### ASSIGNMENT
Lines that contain the string "instance" are the ones to list; copy all of them from the records.

***

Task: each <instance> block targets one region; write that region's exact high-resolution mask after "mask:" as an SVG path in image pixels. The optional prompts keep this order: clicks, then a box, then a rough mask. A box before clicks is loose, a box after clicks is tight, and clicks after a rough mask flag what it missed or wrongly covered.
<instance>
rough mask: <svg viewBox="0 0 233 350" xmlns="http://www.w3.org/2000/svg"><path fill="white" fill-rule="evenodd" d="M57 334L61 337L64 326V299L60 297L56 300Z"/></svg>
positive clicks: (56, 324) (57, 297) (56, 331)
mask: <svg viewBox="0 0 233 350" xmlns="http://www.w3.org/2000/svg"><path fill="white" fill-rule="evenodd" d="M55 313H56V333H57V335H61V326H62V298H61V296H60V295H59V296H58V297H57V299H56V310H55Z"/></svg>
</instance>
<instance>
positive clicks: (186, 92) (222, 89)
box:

***

### ANSWER TO THIS TASK
Task: each <instance> block targets one region; write that region's exact high-resolution mask after "mask:" as an SVG path in image pixels. The optional prompts keep this order: clicks, then a box, then a rough mask. A box before clicks is loose, a box after clicks is tight, and clicks after a rough mask flag what it missed or wrongly covered.
<instance>
</instance>
<instance>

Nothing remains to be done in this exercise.